• _Work to complete_
Go through the records below and report each line with "after" in it.

--- START ---

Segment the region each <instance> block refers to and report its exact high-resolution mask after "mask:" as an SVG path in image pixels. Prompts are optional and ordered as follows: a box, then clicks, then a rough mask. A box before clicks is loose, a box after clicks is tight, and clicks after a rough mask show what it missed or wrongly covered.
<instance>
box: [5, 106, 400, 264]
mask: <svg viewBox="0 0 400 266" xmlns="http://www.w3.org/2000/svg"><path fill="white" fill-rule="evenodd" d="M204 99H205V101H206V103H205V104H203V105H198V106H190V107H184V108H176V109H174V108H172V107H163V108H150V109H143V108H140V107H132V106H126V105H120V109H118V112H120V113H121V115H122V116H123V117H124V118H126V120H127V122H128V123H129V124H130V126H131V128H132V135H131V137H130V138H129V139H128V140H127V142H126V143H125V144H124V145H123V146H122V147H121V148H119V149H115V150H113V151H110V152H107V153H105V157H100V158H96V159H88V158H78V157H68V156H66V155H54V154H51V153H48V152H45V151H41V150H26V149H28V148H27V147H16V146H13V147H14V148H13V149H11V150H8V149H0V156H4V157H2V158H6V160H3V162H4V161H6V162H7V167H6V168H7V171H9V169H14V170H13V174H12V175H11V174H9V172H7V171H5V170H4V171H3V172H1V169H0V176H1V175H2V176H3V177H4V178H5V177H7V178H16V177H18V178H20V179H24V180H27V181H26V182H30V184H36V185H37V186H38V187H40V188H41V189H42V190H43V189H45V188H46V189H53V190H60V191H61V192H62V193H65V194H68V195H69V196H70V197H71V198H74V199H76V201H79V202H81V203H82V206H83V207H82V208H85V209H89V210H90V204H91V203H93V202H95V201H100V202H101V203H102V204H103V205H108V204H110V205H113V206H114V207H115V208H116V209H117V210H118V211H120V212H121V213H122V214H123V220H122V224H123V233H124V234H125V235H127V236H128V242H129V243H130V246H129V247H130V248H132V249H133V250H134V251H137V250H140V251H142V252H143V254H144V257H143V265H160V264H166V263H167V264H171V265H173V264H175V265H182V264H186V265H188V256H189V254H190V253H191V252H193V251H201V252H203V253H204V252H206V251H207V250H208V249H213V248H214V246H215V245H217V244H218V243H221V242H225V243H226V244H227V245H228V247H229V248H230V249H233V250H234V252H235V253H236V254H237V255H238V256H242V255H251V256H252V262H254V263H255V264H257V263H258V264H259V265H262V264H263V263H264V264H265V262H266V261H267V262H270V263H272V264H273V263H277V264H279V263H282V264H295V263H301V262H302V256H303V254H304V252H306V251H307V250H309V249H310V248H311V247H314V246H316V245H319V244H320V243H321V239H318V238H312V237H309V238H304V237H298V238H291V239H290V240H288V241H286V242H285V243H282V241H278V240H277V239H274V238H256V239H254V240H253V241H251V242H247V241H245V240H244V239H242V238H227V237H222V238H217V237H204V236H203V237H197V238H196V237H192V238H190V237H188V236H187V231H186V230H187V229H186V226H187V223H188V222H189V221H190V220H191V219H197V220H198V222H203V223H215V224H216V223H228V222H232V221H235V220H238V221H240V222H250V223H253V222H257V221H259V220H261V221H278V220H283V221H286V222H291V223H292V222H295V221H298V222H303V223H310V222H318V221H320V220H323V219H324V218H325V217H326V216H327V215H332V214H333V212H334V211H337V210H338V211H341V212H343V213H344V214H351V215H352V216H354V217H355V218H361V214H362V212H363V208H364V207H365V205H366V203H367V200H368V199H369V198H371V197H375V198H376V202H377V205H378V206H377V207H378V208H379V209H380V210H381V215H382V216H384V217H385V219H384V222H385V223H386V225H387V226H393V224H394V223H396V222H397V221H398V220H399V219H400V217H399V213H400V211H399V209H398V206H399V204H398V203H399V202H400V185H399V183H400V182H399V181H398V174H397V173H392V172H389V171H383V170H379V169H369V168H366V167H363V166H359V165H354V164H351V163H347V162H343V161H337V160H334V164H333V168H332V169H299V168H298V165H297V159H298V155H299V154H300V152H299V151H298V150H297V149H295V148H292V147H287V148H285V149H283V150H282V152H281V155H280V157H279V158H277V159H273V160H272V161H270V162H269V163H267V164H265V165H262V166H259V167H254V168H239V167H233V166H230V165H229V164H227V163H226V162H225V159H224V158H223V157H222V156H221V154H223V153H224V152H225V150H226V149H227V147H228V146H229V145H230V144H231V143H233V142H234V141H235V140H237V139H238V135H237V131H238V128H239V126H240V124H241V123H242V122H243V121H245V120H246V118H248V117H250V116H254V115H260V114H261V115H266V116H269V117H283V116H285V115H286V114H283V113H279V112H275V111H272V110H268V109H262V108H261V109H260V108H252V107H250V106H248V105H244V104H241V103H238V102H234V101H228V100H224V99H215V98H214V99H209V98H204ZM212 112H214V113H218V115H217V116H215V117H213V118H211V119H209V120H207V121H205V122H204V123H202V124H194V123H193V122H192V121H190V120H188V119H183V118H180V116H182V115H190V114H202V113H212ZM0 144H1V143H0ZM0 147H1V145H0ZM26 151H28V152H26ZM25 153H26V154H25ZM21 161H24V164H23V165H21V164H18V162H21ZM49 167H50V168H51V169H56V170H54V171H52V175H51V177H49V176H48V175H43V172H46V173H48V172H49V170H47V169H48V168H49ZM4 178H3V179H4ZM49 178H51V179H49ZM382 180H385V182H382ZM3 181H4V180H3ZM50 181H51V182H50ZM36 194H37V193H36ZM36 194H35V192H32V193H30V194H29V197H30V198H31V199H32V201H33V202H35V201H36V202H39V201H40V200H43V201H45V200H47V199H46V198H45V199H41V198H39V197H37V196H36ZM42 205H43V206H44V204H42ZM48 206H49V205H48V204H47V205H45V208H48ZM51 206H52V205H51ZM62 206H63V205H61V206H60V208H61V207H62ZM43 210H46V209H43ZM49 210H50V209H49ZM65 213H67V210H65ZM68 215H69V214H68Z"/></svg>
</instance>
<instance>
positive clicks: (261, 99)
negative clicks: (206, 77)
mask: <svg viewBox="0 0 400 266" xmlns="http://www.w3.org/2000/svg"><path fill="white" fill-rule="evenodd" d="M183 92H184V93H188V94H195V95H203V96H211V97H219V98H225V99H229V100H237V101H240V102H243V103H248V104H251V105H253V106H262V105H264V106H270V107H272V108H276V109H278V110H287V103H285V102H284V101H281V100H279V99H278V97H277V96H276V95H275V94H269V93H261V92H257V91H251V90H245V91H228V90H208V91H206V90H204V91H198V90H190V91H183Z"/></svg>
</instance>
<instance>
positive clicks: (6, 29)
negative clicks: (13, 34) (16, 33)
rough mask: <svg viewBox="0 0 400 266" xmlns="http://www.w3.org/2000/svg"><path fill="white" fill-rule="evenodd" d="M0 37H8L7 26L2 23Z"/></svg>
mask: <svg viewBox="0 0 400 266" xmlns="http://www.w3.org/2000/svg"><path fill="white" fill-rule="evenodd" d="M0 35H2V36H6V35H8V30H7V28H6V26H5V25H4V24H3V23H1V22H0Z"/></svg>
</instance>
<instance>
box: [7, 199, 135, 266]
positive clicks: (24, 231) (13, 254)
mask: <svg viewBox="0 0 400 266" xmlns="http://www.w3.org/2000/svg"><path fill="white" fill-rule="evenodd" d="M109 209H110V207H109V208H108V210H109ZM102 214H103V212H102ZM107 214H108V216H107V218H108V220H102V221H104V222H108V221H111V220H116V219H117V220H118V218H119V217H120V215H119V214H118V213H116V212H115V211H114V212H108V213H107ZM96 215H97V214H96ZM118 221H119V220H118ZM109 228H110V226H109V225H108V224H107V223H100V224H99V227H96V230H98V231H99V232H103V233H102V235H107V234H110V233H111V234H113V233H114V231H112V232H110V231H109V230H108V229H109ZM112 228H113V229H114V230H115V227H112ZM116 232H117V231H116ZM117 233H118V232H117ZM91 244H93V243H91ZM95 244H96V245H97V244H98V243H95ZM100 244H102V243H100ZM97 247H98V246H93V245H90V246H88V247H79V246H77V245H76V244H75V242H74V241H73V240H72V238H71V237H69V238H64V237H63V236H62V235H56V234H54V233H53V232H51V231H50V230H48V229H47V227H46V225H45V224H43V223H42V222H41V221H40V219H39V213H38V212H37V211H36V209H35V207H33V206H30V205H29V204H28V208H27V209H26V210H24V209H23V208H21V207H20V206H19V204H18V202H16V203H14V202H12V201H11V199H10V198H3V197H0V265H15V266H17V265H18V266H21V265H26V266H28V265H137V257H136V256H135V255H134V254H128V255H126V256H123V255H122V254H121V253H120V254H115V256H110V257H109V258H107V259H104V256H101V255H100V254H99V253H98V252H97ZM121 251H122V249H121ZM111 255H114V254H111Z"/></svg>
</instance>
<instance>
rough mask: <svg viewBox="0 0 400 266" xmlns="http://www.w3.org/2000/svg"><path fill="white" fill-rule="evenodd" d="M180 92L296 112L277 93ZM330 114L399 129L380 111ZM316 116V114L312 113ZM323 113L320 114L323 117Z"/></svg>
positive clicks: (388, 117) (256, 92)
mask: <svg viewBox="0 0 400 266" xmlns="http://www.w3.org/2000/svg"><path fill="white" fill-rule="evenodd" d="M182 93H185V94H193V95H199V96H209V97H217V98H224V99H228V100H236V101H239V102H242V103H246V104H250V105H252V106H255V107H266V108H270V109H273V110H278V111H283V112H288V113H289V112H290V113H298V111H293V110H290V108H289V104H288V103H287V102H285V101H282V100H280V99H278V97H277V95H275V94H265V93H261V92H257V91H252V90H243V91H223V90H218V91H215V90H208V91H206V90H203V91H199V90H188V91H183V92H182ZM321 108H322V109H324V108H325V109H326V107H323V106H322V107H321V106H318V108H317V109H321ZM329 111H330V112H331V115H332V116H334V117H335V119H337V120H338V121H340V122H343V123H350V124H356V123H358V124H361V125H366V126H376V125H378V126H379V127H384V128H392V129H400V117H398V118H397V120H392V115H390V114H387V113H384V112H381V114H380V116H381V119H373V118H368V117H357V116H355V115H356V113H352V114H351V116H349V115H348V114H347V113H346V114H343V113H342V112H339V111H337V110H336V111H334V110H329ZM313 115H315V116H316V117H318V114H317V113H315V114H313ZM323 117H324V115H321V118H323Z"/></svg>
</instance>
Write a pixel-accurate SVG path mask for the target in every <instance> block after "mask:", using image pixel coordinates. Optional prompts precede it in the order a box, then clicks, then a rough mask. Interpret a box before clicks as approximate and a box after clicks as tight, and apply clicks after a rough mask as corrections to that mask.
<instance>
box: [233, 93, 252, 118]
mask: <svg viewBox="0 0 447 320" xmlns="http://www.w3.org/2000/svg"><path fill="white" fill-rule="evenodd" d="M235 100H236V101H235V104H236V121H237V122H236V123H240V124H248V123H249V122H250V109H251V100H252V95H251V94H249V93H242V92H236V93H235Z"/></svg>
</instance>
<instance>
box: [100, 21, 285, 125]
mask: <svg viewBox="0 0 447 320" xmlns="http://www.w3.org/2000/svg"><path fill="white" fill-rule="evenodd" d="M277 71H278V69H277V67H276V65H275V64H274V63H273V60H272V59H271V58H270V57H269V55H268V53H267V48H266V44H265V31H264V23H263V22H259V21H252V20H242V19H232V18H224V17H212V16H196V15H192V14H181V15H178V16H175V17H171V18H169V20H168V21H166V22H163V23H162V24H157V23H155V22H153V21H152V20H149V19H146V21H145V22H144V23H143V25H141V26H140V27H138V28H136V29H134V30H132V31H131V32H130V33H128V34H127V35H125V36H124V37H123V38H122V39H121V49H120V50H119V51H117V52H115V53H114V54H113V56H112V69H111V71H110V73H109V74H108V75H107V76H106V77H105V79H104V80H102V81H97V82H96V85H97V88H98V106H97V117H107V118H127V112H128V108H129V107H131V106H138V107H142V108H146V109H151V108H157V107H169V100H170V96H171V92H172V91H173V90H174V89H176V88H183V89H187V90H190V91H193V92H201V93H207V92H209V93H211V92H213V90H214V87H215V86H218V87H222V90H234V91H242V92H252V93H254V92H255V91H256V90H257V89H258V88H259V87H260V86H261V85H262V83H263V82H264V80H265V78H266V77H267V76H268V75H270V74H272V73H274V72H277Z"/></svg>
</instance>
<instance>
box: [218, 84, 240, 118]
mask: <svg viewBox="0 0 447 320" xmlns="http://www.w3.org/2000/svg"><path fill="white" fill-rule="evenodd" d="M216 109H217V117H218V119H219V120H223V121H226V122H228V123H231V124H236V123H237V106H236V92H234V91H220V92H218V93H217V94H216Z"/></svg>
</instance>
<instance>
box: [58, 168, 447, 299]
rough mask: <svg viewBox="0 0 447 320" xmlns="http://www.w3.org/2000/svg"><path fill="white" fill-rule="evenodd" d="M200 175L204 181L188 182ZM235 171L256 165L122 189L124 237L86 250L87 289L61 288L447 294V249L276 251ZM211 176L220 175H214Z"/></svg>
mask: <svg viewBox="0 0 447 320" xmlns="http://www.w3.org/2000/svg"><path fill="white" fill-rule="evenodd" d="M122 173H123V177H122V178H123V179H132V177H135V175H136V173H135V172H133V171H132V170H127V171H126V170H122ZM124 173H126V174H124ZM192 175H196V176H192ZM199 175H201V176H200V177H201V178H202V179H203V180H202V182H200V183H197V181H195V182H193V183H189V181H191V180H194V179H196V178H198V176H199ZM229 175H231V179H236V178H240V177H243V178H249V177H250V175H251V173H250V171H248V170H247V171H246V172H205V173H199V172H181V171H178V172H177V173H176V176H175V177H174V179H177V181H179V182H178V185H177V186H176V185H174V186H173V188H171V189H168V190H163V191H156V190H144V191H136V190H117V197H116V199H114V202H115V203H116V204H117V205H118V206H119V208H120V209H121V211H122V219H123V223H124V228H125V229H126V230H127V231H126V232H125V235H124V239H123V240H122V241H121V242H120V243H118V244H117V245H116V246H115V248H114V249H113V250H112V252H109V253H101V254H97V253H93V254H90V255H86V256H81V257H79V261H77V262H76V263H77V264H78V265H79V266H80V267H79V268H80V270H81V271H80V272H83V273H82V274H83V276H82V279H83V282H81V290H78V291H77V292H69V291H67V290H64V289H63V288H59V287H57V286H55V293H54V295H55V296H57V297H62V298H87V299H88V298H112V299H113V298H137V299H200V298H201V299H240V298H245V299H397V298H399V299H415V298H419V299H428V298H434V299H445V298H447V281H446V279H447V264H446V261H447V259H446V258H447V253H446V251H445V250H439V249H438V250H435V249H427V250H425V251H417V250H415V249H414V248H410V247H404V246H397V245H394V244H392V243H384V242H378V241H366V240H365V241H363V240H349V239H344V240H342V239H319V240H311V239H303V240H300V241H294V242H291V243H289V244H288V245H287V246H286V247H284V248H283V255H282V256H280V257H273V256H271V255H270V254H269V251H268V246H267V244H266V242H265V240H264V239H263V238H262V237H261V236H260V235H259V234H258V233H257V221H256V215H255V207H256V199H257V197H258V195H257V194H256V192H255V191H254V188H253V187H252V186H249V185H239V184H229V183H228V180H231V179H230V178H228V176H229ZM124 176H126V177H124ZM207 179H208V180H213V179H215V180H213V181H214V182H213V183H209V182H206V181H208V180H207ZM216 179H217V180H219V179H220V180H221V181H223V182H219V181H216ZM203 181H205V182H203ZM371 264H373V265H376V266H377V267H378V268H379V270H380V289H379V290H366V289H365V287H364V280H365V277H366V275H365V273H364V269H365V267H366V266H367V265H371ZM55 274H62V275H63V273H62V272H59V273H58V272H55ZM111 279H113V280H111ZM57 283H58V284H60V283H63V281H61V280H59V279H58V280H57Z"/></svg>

--- END ---

• _Answer to the problem_
Segment the region each <instance> block refers to and report its exact high-resolution mask after "mask:" as an SVG path in image pixels. Prompts are optional and ordered as follows: a box, then clicks, then a rough mask. A box before clicks is loose, a box after clicks is tight, and clicks after a rough mask show what it missed or wrongly covered.
Write a pixel-accurate SVG path mask for the target in every <instance> block after "mask:", using image pixel coordinates. Optional prompts precede it in the order a box, then clicks, then a rough mask. Interpret a box before clicks as approximate and a box after clicks as tight, and apply clicks after a rough mask as corrections to that mask.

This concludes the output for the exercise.